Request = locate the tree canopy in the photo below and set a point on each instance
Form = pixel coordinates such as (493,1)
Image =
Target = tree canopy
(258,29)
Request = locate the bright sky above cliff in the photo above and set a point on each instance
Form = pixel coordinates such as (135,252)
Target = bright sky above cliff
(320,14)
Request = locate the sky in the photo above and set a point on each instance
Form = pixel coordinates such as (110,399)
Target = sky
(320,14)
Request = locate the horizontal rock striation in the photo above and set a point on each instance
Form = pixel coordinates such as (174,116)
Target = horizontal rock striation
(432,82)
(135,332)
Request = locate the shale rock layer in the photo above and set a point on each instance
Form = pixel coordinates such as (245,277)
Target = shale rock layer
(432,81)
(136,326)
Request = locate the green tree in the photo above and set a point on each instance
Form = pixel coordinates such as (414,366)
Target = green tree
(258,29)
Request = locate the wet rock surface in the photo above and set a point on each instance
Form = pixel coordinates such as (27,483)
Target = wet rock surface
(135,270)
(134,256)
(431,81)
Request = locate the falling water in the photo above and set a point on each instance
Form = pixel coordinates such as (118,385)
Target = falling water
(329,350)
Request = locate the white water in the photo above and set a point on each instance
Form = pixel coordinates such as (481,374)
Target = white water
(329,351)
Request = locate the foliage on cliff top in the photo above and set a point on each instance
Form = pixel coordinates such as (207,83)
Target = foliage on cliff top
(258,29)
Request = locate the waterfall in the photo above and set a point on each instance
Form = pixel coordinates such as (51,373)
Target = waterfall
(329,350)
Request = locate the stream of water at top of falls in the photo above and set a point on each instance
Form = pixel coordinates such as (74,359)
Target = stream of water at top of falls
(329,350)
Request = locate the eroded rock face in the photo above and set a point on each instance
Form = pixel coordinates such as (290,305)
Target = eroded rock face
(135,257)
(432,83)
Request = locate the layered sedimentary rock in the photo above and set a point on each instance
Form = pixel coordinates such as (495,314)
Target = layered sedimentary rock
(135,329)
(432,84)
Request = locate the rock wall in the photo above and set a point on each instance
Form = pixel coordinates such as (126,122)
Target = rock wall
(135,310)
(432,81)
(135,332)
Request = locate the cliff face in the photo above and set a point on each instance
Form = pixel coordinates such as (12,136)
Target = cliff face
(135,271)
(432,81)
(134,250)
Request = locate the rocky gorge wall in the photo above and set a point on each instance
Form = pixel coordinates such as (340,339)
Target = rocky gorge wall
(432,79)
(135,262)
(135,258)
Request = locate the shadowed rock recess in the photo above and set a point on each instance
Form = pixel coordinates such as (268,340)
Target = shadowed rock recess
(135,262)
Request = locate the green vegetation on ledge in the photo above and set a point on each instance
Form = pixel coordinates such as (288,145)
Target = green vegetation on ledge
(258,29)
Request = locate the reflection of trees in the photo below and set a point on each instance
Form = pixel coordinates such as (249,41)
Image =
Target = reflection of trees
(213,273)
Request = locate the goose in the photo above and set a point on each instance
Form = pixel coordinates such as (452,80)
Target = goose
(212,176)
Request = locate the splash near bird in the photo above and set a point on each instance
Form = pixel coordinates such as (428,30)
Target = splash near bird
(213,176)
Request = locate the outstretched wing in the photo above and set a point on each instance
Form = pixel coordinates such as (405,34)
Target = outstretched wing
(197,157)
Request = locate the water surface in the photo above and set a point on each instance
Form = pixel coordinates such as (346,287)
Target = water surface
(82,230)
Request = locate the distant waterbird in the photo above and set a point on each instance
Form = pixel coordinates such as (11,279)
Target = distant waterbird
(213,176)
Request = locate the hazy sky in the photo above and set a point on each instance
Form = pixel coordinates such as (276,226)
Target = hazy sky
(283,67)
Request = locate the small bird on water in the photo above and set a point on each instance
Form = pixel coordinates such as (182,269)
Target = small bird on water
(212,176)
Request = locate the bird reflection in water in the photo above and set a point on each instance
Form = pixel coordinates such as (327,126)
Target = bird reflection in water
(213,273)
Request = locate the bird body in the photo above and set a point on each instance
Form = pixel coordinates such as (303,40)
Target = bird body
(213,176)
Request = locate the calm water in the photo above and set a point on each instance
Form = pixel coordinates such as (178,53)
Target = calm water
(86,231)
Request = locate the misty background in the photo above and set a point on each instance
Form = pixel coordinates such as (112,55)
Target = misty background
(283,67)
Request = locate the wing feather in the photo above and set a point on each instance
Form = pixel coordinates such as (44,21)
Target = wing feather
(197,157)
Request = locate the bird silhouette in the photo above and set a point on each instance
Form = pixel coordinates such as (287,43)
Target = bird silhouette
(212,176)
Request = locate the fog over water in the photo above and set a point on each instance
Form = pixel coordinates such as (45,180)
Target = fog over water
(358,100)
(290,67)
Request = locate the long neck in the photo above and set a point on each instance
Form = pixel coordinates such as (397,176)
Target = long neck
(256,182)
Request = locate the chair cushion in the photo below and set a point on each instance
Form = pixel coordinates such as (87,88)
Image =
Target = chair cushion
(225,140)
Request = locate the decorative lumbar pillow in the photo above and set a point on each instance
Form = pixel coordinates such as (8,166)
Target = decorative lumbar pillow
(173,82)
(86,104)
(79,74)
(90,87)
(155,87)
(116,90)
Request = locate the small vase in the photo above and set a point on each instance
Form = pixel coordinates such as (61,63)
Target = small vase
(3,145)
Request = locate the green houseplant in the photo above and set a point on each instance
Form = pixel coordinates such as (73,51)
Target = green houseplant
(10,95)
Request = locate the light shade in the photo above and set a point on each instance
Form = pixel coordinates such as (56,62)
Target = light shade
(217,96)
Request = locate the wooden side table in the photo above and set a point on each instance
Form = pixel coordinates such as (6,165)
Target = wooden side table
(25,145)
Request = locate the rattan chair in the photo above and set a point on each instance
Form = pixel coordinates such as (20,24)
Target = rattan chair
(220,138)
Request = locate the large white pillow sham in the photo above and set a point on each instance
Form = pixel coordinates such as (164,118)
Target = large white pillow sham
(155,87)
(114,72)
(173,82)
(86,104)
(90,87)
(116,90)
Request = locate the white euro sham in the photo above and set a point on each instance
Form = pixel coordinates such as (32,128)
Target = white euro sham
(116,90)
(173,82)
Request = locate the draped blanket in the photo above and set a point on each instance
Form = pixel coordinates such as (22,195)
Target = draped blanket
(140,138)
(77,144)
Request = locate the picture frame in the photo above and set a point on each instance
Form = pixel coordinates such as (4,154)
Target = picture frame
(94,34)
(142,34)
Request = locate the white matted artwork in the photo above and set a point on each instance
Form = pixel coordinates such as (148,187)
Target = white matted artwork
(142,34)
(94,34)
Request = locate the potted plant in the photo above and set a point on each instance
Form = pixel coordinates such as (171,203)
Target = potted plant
########################################
- Aim of the task
The whole listing above is to be copied exactly.

- Exercise result
Request = locate the tree canopy in the photo below and set a point on each instance
Form = pixel coordinates such as (493,1)
Image =
Target = tree canopy
(258,29)
Request = locate the bright sky above cliff in the photo above and set a point on each instance
Form = pixel coordinates such as (135,252)
Target = bright sky above cliff
(320,14)
Request = locate the sky in the photo above and set a point on each instance
Form = pixel coordinates such as (110,399)
Target = sky
(320,14)
Request = locate the horizontal rock striation in the photo above and set a point on each instance
Form = pixel coordinates such as (174,116)
Target = horizontal rock striation
(432,82)
(135,332)
Request = locate the shale rock layer in the photo above and set a point on each instance
Form = pixel coordinates such as (245,277)
Target = shale rock layer
(432,81)
(136,326)
Request = locate the green tree in the photo above and set a point on each instance
Form = pixel coordinates such as (414,366)
Target = green tree
(258,29)
Request = locate the wet rock surface in the photo above and set a point on each instance
Form = pixel coordinates such as (27,483)
Target = wet rock surface
(135,270)
(134,256)
(431,81)
Request = locate the falling water in the photo above and set a point on each instance
Form = pixel coordinates such as (118,385)
Target = falling water
(329,350)
Request = locate the white water in the photo above and set a point on each instance
Form = pixel coordinates such as (481,374)
Target = white water
(329,351)
Request = locate the foliage on cliff top in the photo above and set a point on each instance
Form = pixel coordinates such as (207,83)
Target = foliage on cliff top
(258,29)
Request = locate the waterfall in the photo above and set a point on each instance
Form = pixel coordinates such as (51,373)
Target = waterfall
(329,350)
Request = locate the stream of water at top of falls in the photo above and set a point on each instance
Form = pixel coordinates such as (74,359)
Target = stream of water at top of falls
(329,350)
Request = locate the eroded rock face in the photo above and set a point on each instance
Form = pixel coordinates such as (290,305)
Target = eroded rock face
(135,257)
(432,83)
Request = locate the layered sedimentary rock in the photo above and set a point on each instance
Form = pixel coordinates such as (495,314)
Target = layered sedimentary rock
(135,329)
(432,84)
Request = locate the rock wall in the photo above and set a point on each instance
Form = pixel coordinates such as (126,122)
Target = rock wall
(135,310)
(432,81)
(135,332)
Request = locate the cliff face in the photo above and set a point on each instance
Form = pixel coordinates such as (12,136)
Target = cliff face
(135,271)
(432,81)
(134,250)
Request = locate the rocky gorge wall in the photo above and set a point on each instance
Form = pixel coordinates such as (340,339)
Target = rocky gorge wall
(432,79)
(135,262)
(135,258)
Request = locate the shadowed rock recess in the photo above and set a point on each instance
Form = pixel coordinates such as (268,340)
Target = shadowed rock recess
(135,262)
Request = locate the green vegetation on ledge in the photo above and set a point on each instance
Form = pixel coordinates such as (288,145)
Target = green vegetation on ledge
(258,29)
Request = locate the reflection of trees in the photo below and set a point on each instance
Form = pixel coordinates such as (249,41)
Image =
Target = reflection of trees
(213,273)
Request = locate the goose in the photo above and set a point on each instance
Form = pixel coordinates such as (452,80)
Target = goose
(212,176)
Request = locate the splash near bird in the photo above and set a point on each instance
Form = pixel coordinates such as (428,30)
Target = splash near bird
(213,176)
Request = locate the outstretched wing in the photo above and set a point on each instance
Form = pixel coordinates such as (405,34)
Target = outstretched wing
(197,157)
Request = locate the water surface in the photo above and set a point on each instance
Form = pixel coordinates such as (346,287)
Target = water surface
(82,230)
Request = locate the distant waterbird in the photo above and set a point on each instance
Form = pixel coordinates such as (11,279)
Target = distant waterbird
(213,176)
Request = locate the hazy sky in the photo above and set a point on each instance
Form = pixel coordinates such as (276,226)
Target = hazy sky
(283,67)
Request = locate the small bird on water in the photo above and set a point on each instance
Form = pixel coordinates such as (182,269)
Target = small bird on water
(212,176)
Request = locate the bird reflection in water in the photo above and set a point on each instance
Form = pixel coordinates such as (327,126)
Target = bird reflection in water
(213,273)
Request = locate the bird body in the photo above and set a point on each instance
Form = pixel coordinates such as (303,40)
Target = bird body
(213,176)
Request = locate the calm water in the photo above and set a point on each instance
Form = pixel coordinates such as (178,53)
Target = calm water
(86,231)
Request = locate the misty background in the photo above and set a point on each instance
Form = pixel coordinates such as (112,55)
Target = misty background
(283,67)
Request = locate the wing feather in the photo above and set a point on each instance
Form = pixel coordinates such as (44,21)
Target = wing feather
(197,157)
Request = locate the bird silhouette in the photo above and set a point on each instance
Form = pixel coordinates such as (287,43)
Target = bird silhouette
(212,176)
Request = locate the fog over water in the photo above and set a point on each instance
Form = pixel coordinates such as (45,180)
Target = fog over water
(358,100)
(290,67)
Request = locate the long neck in the photo above and set a point on each instance
Form = pixel coordinates such as (397,176)
Target = long neck
(256,182)
Request = locate the chair cushion in the photo below and set a point on each instance
Form = pixel coordinates such as (87,88)
Image =
Target = chair cushion
(225,140)
Request = locate the decorative lumbar pillow in the photo above and set a point on each instance
Form = pixel coordinates such as (8,166)
Target = decorative lumbar pillow
(173,82)
(86,104)
(79,74)
(90,87)
(155,87)
(116,90)
Request = locate the small vase in the photo above and set a point on each instance
Form = pixel coordinates such as (61,63)
Target = small vase
(3,145)
Request = locate the green houseplant in the photo above and set a point on each instance
Form = pixel coordinates such as (73,51)
Target = green houseplant
(10,95)
Request = locate the light shade in the photo above and set a point on each instance
Form = pixel coordinates such as (56,62)
Target = light shade
(217,96)
Request = locate the wooden side table in the photo above and set a point on each instance
Form = pixel coordinates such as (6,165)
Target = wooden side table
(25,145)
Request = locate the rattan chair in the photo above and set a point on each instance
Form = pixel coordinates such as (20,24)
Target = rattan chair
(220,138)
Request = locate the large white pillow sham in the photo above and set a point on each instance
Form = pixel coordinates such as (164,118)
Target = large white pillow sham
(155,87)
(114,72)
(173,82)
(86,104)
(90,87)
(116,90)
Request = locate the white euro sham in the photo above and set a point on each instance
Form = pixel coordinates such as (32,128)
Target = white euro sham
(116,90)
(173,82)
Request = locate the draped blanket in the photo above and set a point on each instance
Form = pixel coordinates such as (22,195)
Target = draped blanket
(140,138)
(77,144)
Request = locate the picture frame in the photo above and set a point on each instance
Form = pixel coordinates such as (4,154)
Target = picture frame
(94,34)
(142,34)
Request = locate the white matted artwork in the photo above and set a point on each instance
Form = pixel coordinates such as (148,187)
Target = white matted artwork
(142,34)
(94,34)
Request = locate the potted plant in the photo above and set a point on each instance
Form = pixel coordinates such as (171,203)
Target = potted plant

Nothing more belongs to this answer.